- List of tasks:
A. In the Kubernetes metrics migration guide, what is the only difference between the Classic Metrics and Grail Metrics listed in the table?
B. Write the next part of the Kubernetes metrics migration guide, starting after its last sentence.

** Begin Excerpted passage **

This guide provides insights into migrating Kubernetes metrics to Grail. Typically, a Grail metric is equivalent to a Metrics Classic metric. In some cases, however, there's no one-to-one relation:
Classic Metrics and Grail Metrics have the same level of detail and dimensions available. The only difference is the metric key.
Metric key (Grail) | Metric key (Classic) |
---|---|
dt.kubernetes.cluster.readyz | builtin:kubernetes.cluster.readyz |
dt.kubernetes.container.oom_kills | builtin:kubernetes.container.oom_kills |
dt.kubernetes.container.restarts | builtin:kubernetes.container.restarts |
dt.kubernetes.node.conditions | builtin:kubernetes.node.conditions |
dt.kubernetes.node.cpu_allocatable | builtin:kubernetes.node.cpu_allocatable |
dt.kubernetes.node.memory_allocatable | builtin:kubernetes.node.memory_allocatable |
dt.kubernetes.node.pods_allocatable | builtin:kubernetes.node.pods_allocatable |
dt.kubernetes.nodes | builtin:kubernetes.nodes |
dt.kubernetes.persistentvolumeclaim.available | builtin:kubernetes.persistentvolumeclaim.available |
dt.kubernetes.persistentvolumeclaim.capacity | builtin:kubernetes.persistentvolumeclaim.capacity |
dt.kubernetes.persistentvolumeclaim.used | builtin:kubernetes.persistentvolumeclaim.used |
dt.kubernetes.resourcequota.limits_cpu | builtin:kubernetes.resourcequota.limits_cpu |
dt.kubernetes.resourcequota.limits_cpu_used | builtin:kubernetes.resourcequota.limits_cpu_used |
dt.kubernetes.resourcequota.limits_memory | builtin:kubernetes.resourcequota.limits_memory |
dt.kubernetes.resourcequota.limits_memory_used | builtin:kubernetes.resourcequota.limits_memory_used |
dt.kubernetes.resourcequota.pods | builtin:kubernetes.resourcequota.pods |
dt.kubernetes.resourcequota.pods_used | builtin:kubernetes.resourcequota.pods_used |
dt.kubernetes.resourcequota.requests_cpu | builtin:kubernetes.resourcequota.requests_cpu |
dt.kubernetes.resourcequota.requests_cpu_used | builtin:kubernetes.resourcequota.requests_cpu_used |
dt.kubernetes.resourcequota.requests_memory | builtin:kubernetes.resourcequota.requests_memory |
dt.kubernetes.resourcequota.requests_memory_used | builtin:kubernetes.resourcequota.requests_memory_used |
dt.kubernetes.workload.conditions | builtin:kubernetes.workload.conditions |
dt.kubernetes.workload.pods_desired | builtin:kubernetes.workload.pods_desired |
dt.kubernetes.workloads | builtin:kubernetes.workloads |
The following metrics have been consolidated. The Grail metrics that supersede the Classic metrics offer an increased level of detail compared to the Classic metrics.

** End Excerpted passage **
** Begin Given entries **

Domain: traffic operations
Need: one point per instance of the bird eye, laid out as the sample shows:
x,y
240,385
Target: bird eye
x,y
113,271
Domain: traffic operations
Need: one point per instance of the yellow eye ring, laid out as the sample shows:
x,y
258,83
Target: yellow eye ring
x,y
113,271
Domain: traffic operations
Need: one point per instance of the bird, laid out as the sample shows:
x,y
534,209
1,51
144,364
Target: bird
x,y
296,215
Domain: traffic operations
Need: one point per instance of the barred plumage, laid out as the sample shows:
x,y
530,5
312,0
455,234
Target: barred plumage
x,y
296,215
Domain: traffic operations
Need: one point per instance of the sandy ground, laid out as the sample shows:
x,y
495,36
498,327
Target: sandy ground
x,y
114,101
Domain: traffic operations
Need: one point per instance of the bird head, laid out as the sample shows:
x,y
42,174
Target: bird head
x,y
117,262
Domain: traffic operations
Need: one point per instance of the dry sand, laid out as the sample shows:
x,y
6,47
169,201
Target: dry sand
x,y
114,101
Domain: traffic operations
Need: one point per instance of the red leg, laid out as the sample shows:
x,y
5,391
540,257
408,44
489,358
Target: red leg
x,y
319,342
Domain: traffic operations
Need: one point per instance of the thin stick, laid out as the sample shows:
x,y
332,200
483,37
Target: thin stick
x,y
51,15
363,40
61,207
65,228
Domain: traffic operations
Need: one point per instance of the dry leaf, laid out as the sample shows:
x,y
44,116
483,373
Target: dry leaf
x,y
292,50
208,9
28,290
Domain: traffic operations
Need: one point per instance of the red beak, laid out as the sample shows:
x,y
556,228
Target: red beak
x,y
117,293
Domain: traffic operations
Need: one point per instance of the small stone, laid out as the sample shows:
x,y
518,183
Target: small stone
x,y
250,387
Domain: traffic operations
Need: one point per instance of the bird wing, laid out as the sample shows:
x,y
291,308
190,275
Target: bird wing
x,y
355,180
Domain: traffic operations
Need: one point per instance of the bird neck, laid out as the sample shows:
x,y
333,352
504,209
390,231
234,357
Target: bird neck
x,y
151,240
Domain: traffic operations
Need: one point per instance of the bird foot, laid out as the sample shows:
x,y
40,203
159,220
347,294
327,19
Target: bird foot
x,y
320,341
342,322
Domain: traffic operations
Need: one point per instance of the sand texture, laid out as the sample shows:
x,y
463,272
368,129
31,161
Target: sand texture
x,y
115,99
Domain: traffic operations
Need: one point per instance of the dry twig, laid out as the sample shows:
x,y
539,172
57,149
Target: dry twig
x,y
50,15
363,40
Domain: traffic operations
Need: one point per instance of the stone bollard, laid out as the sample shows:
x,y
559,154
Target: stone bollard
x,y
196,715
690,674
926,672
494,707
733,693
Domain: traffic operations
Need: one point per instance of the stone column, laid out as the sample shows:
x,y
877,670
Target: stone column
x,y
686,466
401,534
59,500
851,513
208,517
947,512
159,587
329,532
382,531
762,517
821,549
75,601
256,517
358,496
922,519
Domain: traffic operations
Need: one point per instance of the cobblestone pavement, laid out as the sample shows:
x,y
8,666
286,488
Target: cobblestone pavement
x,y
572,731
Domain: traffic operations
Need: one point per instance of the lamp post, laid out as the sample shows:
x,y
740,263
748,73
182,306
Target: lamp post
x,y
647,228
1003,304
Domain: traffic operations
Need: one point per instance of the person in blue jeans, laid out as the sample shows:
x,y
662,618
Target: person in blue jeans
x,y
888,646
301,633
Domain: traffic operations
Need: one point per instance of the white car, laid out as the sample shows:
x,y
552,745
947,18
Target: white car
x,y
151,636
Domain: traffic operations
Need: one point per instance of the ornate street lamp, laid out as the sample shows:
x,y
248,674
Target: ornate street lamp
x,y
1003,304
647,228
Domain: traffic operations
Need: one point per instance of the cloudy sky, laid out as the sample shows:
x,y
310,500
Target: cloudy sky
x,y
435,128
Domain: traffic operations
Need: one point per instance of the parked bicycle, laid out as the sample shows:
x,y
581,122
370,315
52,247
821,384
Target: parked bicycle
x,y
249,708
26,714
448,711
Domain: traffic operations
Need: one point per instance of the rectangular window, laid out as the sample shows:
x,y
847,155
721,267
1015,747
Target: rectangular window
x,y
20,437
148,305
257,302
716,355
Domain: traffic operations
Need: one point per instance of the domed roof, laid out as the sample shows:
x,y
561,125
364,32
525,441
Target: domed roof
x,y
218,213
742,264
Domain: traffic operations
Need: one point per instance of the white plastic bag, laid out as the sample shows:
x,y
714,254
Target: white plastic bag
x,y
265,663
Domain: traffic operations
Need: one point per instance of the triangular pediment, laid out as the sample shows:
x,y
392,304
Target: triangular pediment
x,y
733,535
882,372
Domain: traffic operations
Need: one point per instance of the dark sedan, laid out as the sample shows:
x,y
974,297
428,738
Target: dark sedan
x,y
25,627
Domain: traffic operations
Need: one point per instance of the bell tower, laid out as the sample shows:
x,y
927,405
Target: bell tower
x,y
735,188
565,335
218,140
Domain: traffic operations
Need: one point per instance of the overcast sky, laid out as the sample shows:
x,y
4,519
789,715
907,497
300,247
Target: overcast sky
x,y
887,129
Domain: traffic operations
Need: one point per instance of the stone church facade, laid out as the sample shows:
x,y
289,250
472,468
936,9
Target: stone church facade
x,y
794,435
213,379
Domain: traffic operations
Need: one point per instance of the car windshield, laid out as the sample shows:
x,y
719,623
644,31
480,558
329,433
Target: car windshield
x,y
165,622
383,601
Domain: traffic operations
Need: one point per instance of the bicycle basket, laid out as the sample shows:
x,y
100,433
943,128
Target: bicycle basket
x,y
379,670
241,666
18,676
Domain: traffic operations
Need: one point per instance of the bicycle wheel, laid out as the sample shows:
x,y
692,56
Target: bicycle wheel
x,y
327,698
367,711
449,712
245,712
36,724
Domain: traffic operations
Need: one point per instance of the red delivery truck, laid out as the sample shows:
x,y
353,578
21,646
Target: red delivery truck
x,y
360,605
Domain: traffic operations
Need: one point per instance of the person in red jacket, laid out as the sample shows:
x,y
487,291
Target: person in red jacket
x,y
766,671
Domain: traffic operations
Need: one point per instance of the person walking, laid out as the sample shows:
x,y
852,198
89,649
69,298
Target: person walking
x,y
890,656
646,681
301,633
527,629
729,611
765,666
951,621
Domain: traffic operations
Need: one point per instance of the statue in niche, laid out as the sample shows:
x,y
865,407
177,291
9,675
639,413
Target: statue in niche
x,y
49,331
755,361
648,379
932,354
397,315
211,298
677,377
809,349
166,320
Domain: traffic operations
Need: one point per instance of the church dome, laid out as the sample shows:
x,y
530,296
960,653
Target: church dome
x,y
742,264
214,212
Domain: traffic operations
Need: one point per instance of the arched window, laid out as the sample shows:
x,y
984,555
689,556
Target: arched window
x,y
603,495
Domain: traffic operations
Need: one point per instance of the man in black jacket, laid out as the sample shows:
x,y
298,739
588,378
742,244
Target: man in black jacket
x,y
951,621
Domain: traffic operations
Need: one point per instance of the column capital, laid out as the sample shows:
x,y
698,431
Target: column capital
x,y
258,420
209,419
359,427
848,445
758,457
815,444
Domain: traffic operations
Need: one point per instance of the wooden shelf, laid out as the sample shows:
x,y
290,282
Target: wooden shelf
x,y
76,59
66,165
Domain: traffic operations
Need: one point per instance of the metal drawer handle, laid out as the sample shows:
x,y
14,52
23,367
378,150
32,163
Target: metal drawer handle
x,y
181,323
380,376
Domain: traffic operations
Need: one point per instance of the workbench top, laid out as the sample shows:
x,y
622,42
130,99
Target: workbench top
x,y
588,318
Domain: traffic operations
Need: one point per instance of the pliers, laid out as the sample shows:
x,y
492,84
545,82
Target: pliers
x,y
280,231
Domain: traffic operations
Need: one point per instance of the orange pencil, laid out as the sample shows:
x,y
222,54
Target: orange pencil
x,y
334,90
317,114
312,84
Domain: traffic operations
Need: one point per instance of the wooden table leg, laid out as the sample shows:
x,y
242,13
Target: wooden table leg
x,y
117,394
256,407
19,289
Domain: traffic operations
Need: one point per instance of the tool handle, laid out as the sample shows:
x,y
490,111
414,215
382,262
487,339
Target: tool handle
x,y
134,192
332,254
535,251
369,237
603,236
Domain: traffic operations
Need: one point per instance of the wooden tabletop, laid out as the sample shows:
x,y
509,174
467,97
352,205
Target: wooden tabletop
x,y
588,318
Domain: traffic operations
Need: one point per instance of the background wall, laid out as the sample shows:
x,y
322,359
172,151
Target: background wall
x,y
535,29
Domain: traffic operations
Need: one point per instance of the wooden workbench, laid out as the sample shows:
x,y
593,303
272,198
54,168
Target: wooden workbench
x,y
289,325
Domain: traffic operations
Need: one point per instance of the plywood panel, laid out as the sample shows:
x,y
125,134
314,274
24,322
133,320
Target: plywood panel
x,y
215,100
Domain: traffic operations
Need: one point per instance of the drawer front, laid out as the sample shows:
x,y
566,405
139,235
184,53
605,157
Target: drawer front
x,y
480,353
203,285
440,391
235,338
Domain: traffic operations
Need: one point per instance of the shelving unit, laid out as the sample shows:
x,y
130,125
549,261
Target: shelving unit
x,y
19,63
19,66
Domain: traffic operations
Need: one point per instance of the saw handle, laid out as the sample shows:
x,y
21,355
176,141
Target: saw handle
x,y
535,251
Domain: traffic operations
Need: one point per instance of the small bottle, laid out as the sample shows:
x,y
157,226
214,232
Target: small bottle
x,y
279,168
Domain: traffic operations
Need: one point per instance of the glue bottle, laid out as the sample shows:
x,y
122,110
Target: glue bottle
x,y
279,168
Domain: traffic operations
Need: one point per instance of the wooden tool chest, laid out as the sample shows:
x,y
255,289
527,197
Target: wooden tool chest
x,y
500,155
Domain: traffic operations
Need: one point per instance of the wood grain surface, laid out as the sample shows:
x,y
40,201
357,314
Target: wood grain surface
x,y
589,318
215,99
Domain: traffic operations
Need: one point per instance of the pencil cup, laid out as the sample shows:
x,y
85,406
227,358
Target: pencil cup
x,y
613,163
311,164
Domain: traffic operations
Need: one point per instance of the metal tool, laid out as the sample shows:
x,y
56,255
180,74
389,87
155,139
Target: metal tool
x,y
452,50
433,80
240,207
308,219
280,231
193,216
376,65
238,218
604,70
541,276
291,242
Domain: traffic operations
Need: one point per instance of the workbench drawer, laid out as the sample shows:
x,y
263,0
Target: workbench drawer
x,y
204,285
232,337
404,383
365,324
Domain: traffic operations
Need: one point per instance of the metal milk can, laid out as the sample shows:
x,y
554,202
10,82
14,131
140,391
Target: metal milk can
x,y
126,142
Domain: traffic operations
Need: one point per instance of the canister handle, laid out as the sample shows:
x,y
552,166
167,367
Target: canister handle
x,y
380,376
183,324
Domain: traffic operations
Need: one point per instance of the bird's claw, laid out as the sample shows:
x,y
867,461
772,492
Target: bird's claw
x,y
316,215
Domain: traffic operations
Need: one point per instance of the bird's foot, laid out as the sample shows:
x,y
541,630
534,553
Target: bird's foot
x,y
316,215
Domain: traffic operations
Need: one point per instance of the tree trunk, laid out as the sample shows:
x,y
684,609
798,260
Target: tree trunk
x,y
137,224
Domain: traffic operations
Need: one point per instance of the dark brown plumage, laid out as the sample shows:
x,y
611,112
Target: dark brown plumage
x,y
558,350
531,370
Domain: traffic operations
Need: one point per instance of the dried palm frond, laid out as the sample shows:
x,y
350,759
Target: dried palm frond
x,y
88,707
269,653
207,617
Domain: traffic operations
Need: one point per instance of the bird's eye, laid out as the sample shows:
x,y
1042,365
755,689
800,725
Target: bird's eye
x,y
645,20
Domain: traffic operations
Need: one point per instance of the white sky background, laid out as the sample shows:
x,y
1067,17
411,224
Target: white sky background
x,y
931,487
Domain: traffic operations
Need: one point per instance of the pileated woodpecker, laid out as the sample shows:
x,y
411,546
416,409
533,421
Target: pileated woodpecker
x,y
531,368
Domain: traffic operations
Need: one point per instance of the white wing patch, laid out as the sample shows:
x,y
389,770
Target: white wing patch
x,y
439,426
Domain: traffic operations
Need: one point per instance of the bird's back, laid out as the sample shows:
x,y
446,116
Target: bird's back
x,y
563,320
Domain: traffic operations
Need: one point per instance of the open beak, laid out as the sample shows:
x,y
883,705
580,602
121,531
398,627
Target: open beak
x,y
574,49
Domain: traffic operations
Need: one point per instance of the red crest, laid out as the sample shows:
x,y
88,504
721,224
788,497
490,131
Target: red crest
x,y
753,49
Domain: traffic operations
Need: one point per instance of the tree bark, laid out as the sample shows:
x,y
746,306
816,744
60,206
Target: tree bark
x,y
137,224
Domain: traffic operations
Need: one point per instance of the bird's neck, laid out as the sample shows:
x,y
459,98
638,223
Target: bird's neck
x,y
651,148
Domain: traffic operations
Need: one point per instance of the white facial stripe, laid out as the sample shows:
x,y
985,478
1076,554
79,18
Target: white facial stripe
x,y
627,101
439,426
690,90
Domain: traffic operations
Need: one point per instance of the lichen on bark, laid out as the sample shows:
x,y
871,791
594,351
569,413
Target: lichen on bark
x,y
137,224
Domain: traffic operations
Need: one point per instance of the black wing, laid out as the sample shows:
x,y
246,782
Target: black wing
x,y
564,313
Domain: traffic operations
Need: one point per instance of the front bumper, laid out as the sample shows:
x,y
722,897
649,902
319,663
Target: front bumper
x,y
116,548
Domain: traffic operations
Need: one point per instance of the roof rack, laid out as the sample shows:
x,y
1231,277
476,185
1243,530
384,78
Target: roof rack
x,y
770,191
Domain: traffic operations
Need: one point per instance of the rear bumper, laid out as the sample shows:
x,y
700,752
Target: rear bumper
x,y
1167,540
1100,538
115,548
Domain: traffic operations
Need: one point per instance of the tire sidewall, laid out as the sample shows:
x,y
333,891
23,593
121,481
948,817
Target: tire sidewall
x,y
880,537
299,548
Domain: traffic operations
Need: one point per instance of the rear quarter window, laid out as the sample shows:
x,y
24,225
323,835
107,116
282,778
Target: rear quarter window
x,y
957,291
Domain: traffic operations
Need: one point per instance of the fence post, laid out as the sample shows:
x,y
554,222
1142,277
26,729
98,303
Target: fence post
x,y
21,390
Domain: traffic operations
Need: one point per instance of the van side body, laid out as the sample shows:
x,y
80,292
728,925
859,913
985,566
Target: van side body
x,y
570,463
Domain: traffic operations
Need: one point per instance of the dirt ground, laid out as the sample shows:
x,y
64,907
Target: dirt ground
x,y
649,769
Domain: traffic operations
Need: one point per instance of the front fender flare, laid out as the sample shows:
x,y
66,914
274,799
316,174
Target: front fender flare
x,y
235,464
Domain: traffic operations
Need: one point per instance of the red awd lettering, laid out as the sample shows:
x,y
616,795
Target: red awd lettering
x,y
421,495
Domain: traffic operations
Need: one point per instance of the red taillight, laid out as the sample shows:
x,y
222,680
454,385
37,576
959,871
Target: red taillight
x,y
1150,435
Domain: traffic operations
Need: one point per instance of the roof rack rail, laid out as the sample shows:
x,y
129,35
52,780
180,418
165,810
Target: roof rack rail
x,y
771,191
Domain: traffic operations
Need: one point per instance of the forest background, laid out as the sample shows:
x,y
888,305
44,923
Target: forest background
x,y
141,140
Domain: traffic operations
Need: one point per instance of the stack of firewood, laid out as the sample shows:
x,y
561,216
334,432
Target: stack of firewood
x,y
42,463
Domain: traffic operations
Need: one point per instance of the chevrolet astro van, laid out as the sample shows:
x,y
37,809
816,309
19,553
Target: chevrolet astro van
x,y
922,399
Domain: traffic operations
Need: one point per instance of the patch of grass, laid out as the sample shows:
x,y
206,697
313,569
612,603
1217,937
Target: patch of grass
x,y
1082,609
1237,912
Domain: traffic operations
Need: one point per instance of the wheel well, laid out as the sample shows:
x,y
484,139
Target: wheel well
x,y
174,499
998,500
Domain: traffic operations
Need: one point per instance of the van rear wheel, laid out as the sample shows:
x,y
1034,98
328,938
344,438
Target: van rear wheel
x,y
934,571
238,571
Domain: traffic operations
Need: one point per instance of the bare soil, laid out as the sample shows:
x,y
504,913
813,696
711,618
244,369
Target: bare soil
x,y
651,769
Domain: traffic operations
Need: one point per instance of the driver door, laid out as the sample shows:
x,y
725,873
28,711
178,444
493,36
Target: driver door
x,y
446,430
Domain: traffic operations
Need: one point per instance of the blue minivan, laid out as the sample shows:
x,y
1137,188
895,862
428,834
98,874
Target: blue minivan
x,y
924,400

** End Given entries **

- Task results:
A. The metric key.

B.
To achieve this decreased level of detail, the Grail metrics are first aggregated to the granularity of the Classic metric. From there the same set of filters can be applied and the output between Classic metrics and Grail metrics is identical.
The following list of metrics contains the pod and container count metrics and the Kubernetes event count metric that was available at a lower level of detail as Classic metric.
Kubernetes events and container/pod count metrics
Metric key (Grail) | Metric key (Classic) |
---|---|
dt.kubernetes.containers | builtin:kubernetes.containers |
dt.kubernetes.pod.containers_desired | builtin:kubernetes.workload.containers_desired |
dt.kubernetes.events | builtin:kubernetes.events |
dt.kubernetes.pods | builtin:kubernetes.node.pods |
The following table contains the workload and node resource metrics that have been available as separate workload- and node- level Classic metrics. With Grail, there is a single metric at the container level.
Example: The following DQL query returns the amount of memory consumed on the workload level based on aggregated container-level data.
timeseries memory_working_set = sum(dt.kubernetes.container.memory_working_set)by: {k8s.cluster.name,k8s.namespace.name,k8s.workload.name}
Workload- and node- level resource consumption metrics
Metric key (Grail) | Metric key (Classic) |
---|---|
dt.kubernetes.container.cpu_usage | builtin:kubernetes.node.cpu_usage |
dt.kubernetes.container.cpu_throttled | builtin:kubernetes.node.cpu_throttled |
dt.kubernetes.container.requests_cpu | builtin:kubernetes.node.requests_cpu |
dt.kubernetes.container.limits_cpu | builtin:kubernetes.node.limits_cpu |
dt.kubernetes.container.memory_working_set | builtin:kubernetes.node.memory_working_set |
dt.kubernetes.container.requests_memory | builtin:kubernetes.node.requests_memory |
dt.kubernetes.container.limits_memory | builtin:kubernetes.node.limits_memory |
This group of metrics consists of Classic metric keys that have never been made available as Grail metrics. Instead the most similar Classic metric is used to then determine the Grail metric replacement for these deprecated metrics. The reason for the deprecation is a cleanup of duplicate metric keys. In the case of the following metrics, a complete identity of the values between the Classic Metric and Grail Metric is not feasible, but they are closely related and do not deviate very much.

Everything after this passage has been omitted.